> **EXERCISE DESCRIPTION**
Please rewrite the lines starting at the one that has "Put a dot on each instance of the fresh" and ending with the last line, swapping "sliced beef piece" for "slice of beef" and leaving everything else unchanged.
---+---
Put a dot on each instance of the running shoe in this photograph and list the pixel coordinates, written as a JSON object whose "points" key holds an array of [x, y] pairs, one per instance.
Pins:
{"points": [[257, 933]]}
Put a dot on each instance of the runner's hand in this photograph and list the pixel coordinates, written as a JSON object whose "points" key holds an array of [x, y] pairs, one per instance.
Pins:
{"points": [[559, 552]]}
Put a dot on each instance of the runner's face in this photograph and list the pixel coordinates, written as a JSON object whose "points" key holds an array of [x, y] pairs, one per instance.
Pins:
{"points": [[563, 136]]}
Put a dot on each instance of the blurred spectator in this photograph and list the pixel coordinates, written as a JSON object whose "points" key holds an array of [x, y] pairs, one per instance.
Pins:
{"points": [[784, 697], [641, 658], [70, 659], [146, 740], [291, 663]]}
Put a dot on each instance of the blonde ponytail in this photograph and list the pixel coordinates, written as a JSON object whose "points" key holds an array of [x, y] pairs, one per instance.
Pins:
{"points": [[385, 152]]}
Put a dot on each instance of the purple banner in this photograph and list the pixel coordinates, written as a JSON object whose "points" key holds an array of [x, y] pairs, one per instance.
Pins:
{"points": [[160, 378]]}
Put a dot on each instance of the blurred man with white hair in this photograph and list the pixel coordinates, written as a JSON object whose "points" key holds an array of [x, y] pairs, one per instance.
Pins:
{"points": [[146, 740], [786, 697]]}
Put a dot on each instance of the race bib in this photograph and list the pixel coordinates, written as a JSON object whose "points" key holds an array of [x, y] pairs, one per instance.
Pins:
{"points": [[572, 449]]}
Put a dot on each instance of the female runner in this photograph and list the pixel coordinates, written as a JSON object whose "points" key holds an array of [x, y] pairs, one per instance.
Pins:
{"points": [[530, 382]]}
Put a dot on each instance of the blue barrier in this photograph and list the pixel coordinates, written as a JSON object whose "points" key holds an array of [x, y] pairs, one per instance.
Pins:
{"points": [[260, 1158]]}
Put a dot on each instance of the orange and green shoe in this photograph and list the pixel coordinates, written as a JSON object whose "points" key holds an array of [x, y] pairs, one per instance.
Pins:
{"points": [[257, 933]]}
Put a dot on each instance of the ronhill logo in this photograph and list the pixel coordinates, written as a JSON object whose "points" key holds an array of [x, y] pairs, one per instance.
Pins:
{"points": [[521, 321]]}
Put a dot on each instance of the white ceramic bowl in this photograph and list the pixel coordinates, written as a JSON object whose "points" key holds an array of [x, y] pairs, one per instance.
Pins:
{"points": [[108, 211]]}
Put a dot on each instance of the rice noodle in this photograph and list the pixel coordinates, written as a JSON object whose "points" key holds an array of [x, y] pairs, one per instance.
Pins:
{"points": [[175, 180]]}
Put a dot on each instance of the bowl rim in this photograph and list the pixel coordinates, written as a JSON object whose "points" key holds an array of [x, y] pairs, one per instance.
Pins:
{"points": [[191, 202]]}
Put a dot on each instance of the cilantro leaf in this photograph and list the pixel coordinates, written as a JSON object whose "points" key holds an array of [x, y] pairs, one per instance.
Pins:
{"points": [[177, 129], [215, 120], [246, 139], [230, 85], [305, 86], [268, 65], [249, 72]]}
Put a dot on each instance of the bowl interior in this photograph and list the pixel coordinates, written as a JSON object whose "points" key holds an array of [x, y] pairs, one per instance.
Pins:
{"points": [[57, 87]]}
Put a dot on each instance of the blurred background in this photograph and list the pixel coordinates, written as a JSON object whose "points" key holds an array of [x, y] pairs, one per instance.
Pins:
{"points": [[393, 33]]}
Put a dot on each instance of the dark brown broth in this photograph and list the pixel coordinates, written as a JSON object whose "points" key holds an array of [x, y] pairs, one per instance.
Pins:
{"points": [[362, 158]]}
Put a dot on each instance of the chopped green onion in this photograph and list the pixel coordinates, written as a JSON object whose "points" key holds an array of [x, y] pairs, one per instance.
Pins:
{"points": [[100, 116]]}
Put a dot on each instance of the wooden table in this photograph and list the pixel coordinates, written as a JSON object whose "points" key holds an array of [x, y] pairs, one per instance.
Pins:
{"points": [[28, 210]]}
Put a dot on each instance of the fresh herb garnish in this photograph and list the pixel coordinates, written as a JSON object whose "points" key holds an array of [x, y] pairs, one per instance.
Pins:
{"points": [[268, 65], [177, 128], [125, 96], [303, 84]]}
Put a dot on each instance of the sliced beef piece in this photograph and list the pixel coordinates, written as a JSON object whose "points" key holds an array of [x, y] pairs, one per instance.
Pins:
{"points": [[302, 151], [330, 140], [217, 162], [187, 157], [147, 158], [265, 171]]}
---+---
> **COMPLETE ANSWER**
Put a dot on each instance of the fresh herb garnish in this photograph and list the pixel coordinates, written as a JSON object whose "points" key holds an array of [x, y] pairs, one per instance.
Pins:
{"points": [[268, 65], [177, 128], [125, 96], [303, 84]]}
Put a dot on each instance of the slice of beef in this photograph and list the pixel coordinates, written as a JSON object whose "points" key holds an array of [x, y] pairs, one per instance.
Pins:
{"points": [[302, 151], [330, 140], [217, 162], [187, 157], [147, 158], [265, 171]]}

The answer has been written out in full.